-- Begin --

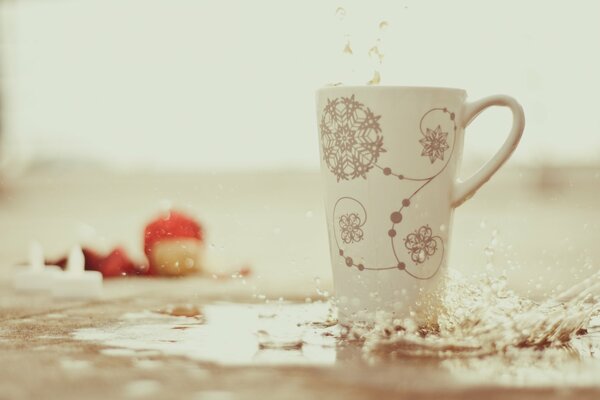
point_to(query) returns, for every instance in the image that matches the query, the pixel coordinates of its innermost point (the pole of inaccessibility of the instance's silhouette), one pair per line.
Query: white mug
(389, 161)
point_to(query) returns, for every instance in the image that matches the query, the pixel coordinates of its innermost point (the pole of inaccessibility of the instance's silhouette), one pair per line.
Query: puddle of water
(229, 334)
(486, 335)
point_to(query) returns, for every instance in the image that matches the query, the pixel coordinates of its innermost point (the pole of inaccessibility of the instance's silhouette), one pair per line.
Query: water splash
(347, 48)
(482, 317)
(375, 54)
(375, 79)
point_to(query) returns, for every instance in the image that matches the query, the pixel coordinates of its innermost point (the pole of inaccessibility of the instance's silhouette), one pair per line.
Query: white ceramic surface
(389, 158)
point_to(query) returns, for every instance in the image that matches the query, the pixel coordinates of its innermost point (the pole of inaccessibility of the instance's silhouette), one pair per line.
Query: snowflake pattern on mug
(434, 144)
(350, 228)
(351, 138)
(420, 244)
(352, 141)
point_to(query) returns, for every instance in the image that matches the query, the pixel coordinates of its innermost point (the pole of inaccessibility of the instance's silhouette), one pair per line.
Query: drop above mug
(389, 161)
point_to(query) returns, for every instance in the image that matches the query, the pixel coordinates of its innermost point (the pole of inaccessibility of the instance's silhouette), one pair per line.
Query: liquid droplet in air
(347, 48)
(375, 80)
(375, 54)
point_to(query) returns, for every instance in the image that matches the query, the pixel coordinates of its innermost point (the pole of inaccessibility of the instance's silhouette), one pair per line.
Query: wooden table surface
(547, 234)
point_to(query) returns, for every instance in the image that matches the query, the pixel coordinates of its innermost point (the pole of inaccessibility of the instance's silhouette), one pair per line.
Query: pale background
(115, 109)
(218, 85)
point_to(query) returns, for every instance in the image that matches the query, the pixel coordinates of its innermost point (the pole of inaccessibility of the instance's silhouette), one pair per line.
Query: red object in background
(175, 225)
(116, 263)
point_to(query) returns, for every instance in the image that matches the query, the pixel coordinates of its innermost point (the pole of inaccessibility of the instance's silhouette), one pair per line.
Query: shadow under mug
(389, 162)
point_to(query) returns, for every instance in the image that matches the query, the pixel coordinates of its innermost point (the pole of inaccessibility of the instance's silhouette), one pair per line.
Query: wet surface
(234, 334)
(228, 334)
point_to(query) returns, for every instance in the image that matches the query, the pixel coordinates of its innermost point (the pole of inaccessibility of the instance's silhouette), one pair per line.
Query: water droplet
(375, 80)
(347, 48)
(375, 54)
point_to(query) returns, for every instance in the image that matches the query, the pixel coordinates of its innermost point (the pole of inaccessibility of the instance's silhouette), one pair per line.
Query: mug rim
(392, 87)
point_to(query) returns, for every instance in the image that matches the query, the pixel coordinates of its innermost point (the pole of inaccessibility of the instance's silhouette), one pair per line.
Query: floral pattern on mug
(351, 138)
(350, 228)
(420, 244)
(434, 144)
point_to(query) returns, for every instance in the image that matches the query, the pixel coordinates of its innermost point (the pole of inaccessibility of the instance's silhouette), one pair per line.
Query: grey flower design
(351, 138)
(420, 244)
(350, 227)
(434, 144)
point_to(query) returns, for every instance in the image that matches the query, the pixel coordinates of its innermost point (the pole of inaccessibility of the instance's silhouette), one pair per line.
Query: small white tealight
(76, 282)
(37, 276)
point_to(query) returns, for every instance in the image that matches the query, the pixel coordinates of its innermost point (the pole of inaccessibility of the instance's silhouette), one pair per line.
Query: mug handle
(464, 190)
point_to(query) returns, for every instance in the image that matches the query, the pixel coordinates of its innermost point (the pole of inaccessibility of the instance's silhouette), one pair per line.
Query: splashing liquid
(375, 79)
(482, 318)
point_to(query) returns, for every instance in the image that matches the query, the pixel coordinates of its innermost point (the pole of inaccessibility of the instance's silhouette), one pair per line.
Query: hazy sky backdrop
(230, 84)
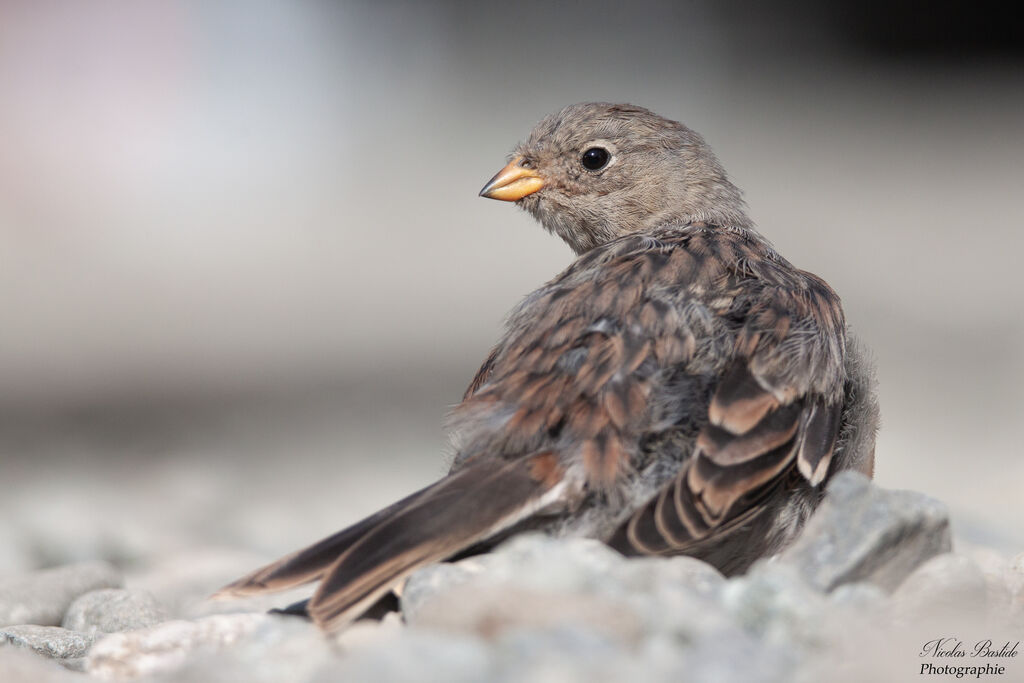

-- End --

What the task asks:
Report how many lines of the rows contain the word "liquid". Give only the number.

Problem solution:
2